**Exercise 1:**
Answer these questions using the St. Mary's Grotto chapter:
(a) What year is the Notre Dame Class Day Book that Peter Lysy found?
(b) By what name is the old academy, called THE BUILDING, known now?
(c) According to the Scholastic, this Grotto was one of how many in the country in 1877?
**Exercise 2:**
Decide whether each statement agrees with the St. Mary's Grotto chapter. Answer yes or no, and quote the words that settle it.
(a) Peter Lysy pointed to a heading that read GROTTO OF OUR LADY OF LOURDES.
(b) The pages about St. Mary's Academy came at the start of the Class Day Book.
(c) The priests gave domestic help to the St. Mary's campus.
**Exercise 3:**
Carry the St. Mary's Grotto chapter forward, starting after its last sentence.

**Source excerpt:**
+ + + + +

Cave of Candles
A Cave of Candles / by Dorothy V. Corson

Chapter 13

The Long Sought Original St. Mary's Grotto

Finding so many conclusive clues available to me among the priests still living, to confirm the crown story, gave me fresh impetus to go after more evidence of the earlier St. Mary's Grotto. I had expected it would be a path to pursue at another time, but no sooner said, then the unexpected happened once more, in the form of an 1880 Notre Dame Class Day Book.(128) Peter Lysy, knowing the archival records available, knew it might close, as did the Scholastics at that time, with the usual mention of St. Mary's Academy. While I was concluding the crown story, unbeknown to me, another important Grotto clue was about to be planted in my path.

Peter placed the open booklet on the counter in front of me and pointed to a heading GROTTO OF OUR LADY OF LOURDES. Pleased to see yet another mention of it, I happily asked how he'd found it. He responded with a phrase I've come to associate with him, "you've got to be creative." In his case, being steeped in the University archival materials, when knowledge and preparation meet opportunity, insight takes over.

They say: "Chance favors the prepared mind." To which a new Professor friend has added, "it also favors the active mind." In my own case, most of my efforts have come by way of intuition, following my instincts and stumbling upon information by blind luck or simple dogged determination not to leave a stone unturned. The web of information was enlarging. Peter always seemed several steps ahead of me in presenting material to aid my search, often coming up with the answers before I had stumbled upon them by accident or persistent effort. The single photograph of Sorin's original Grotto and this old 1880 Class Day Book were good examples. Being unfamiliar with the archives and the college routine, I would never have known such records existed.

In this case, two pages at the end of the Class Day Book under the heading of St. Mary's Academy began with:

The description of the campus continues describing the grounds and buildings. Going from THE BUILDING (the old academy now known as Bertrand Hall) to the CONSERVATORY OF MUSIC and ST. LUKE'S STUDIO (art) attached to it and proceeding to the following brief description:

It was a small mention, but enough further proof to fuel my energies in another direction. Where exactly was this Grotto, that had so impressed the aforementioned Mary Regina Jamison and was mentioned by the Scholastic as being one of only three in the country in the year 1877? Was Sorin, as Father Maguire alluded to earlier, somehow connected with this one too? It seemed worth a little time out in my Notre Dame Grotto research to satisfy my own curiosity. After all, in those days the St. Mary's campus was closely tied with Sorin and Notre Dame, the Sisters providing domestic help and the priests providing their spiritual needs.

+ + + + +

**Extracted records:**

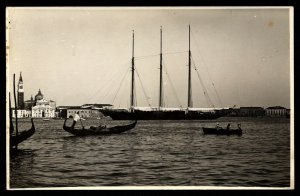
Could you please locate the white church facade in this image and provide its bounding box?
[12,73,56,118]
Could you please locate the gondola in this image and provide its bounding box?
[9,74,35,149]
[10,119,35,147]
[202,127,243,135]
[63,119,137,136]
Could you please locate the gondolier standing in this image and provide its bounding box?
[71,112,80,129]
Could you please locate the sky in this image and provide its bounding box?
[7,7,293,108]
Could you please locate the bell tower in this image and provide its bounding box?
[18,72,24,109]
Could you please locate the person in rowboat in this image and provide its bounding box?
[238,123,242,130]
[216,123,222,130]
[71,112,80,129]
[227,123,230,130]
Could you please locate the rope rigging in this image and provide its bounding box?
[191,28,223,107]
[192,54,215,108]
[88,61,130,101]
[135,68,152,107]
[112,65,130,103]
[163,60,182,108]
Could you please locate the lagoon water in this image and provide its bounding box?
[9,117,291,188]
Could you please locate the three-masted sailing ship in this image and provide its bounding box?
[101,25,231,120]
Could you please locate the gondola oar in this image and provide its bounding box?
[13,74,19,149]
[79,118,84,129]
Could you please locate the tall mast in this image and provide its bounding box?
[13,74,19,148]
[159,26,163,109]
[188,25,193,108]
[130,30,135,110]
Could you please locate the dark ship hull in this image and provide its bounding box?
[101,109,230,120]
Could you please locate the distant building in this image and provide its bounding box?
[24,95,35,111]
[56,104,112,118]
[238,107,265,117]
[12,108,31,118]
[17,72,25,110]
[32,96,55,118]
[266,106,287,117]
[13,73,56,118]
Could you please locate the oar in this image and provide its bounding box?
[13,74,19,149]
[79,118,84,129]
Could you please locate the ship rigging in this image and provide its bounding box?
[101,25,231,120]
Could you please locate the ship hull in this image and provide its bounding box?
[101,110,228,120]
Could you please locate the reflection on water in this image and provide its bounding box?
[10,118,290,188]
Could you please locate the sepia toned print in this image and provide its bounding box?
[6,7,294,190]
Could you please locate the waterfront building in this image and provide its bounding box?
[12,108,31,118]
[32,89,55,118]
[266,106,287,117]
[24,95,35,111]
[13,73,56,118]
[56,104,112,118]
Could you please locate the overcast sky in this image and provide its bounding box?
[8,8,290,108]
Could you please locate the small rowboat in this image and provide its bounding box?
[63,119,137,136]
[10,119,35,147]
[202,127,243,135]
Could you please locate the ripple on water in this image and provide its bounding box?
[10,118,290,188]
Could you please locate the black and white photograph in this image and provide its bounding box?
[6,6,295,190]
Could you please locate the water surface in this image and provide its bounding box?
[10,117,290,188]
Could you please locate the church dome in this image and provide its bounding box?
[34,89,44,101]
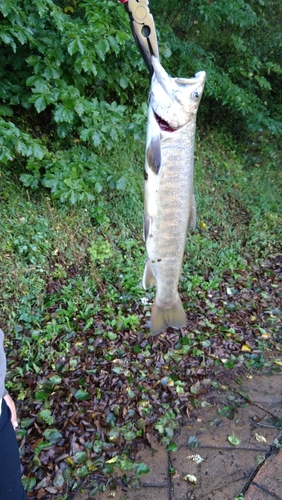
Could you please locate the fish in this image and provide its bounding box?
[143,56,206,335]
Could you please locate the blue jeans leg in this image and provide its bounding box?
[0,399,26,500]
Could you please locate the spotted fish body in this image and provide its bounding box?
[143,57,206,335]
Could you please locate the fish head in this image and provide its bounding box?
[149,56,206,131]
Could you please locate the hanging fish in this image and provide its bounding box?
[143,56,206,335]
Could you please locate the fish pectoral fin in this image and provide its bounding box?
[146,135,162,175]
[188,195,197,229]
[143,260,157,290]
[151,296,187,335]
[143,214,152,243]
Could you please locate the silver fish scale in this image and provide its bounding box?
[147,123,196,306]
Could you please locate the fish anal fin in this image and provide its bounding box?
[151,296,187,335]
[143,260,156,290]
[146,135,162,175]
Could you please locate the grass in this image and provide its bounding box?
[0,132,282,340]
[0,131,282,496]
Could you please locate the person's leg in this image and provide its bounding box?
[0,399,26,500]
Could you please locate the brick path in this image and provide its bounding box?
[70,373,282,500]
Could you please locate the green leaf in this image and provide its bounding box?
[187,436,200,449]
[167,443,178,451]
[74,451,87,464]
[43,429,62,444]
[74,389,90,401]
[136,462,150,476]
[227,435,241,446]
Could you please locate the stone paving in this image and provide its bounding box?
[69,373,282,500]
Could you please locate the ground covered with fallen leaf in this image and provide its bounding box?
[5,253,282,499]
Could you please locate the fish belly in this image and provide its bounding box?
[143,119,195,334]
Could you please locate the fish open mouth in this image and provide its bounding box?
[154,111,175,132]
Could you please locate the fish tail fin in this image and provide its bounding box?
[143,260,156,290]
[151,295,187,335]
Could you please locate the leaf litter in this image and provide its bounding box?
[2,254,282,499]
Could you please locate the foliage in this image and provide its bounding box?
[0,0,148,199]
[0,130,282,492]
[0,0,281,204]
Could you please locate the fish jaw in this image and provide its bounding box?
[149,56,206,131]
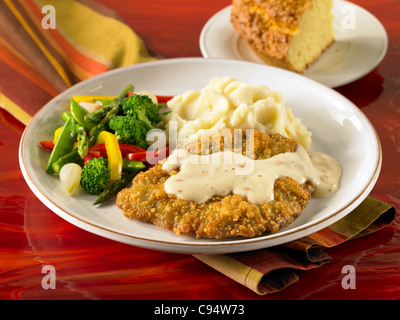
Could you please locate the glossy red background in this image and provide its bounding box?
[0,0,400,299]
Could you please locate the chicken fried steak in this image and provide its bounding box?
[117,129,314,239]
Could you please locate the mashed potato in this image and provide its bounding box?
[161,77,311,149]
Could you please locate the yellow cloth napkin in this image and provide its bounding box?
[0,0,153,124]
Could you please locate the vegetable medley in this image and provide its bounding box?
[40,85,172,204]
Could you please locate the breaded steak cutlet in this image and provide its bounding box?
[117,129,314,239]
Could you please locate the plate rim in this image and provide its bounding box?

+ + + + +

**Reply 1:**
(a) 1880
(b) Bertrand Hall
(c) Three

**Reply 2:**
(a) Yes: "pointed to a heading GROTTO OF OUR LADY OF LOURDES"
(b) No: "two pages at the end of the Class Day Book under the heading of St. Mary's Academy"
(c) No: "the Sisters providing domestic help and the priests providing their spiritual needs"

**Reply 3:**
I began by asking every elderly nun and those in the Convent Archives if they recalled any mention or archival evidence of this 1870s grotto? No one I approached, even Sister Judith, one of the oldest at 97, knew of any reference to it or any remembrances passed on by Sisters now deceased. One Sister, a St. Mary's historian, told me emphatically there was no Grotto at St. Mary's and never had been!

Statues in Lourdes Hall

Then Sister Raymunda, who had given me my first piece to the puzzle of the Grotto in the glen, mentioned that there was an Our Lady Statue in the Lourdes Hall if that might be of help. Shortly thereafter, I visited Sister Miriam Kathryn, the Sister who had supplied me with firsthand information about the 1937 Grotto with whom I had been regularly sharing my finds. As I entered her room, she said earnestly, "I was very close to calling you," Dorothy, " I think I know where the first Grotto at St. Mary's may have been." In thinking over our conversations, she had also recalled the statue in Lourdes Hall.

I had been studying the campus grounds trying to pinpoint the location of the Grotto somewhere between the academy and the former convent. Perhaps it had been dismantled to make room for a future building. Or it might have been between the buildings which were now all attached in a "U" formation. The center of the "U" being called the "teardrop" because it was where the Sisters said goodbye to one another upon being sent on missions to far away countries. It may also have been in the way of the full length porches which were added later to provide shelter in moving from building to building.

I had obtained from Peter copies of several maps of the Notre Dame Campus(129) which we had been using to check out the location of the first Notre Dame Grotto. They included drawings of the St. Mary's campus as well. On one, an 1878 St. Joseph County map, was an overall view of the land surrounding the campuses including the Notre Dame lakes and the St. Joseph River behind the St. Mary's Academy. The others, Sanborn maps(130) for 1885 and 1891, were insurance maps with detailed drawings of the campus buildings used for fire insurance purposes. Those Sisters I was able to share them with, their archives had none, were fascinated with them but they did not seem to jog any memories. Sister Miriam having seen these maps earlier now offered her conclusions.

"I have a feeling the Grotto may have been where Lourdes Hall is now, and that is why it was called Lourdes Hall. Perhaps it was dismantled and the statue of Our Lady was put at the top of the stairway landing of one of the floors." It sounded like we were on to something. Thinking I might get lost in the maze of hallways and corridors connecting the numerous buildings, she offered to take me there the next time I came. I told her I knew the buildings and hallways very well and if she'd just tell me approximately where the statue was I was sure I could find it.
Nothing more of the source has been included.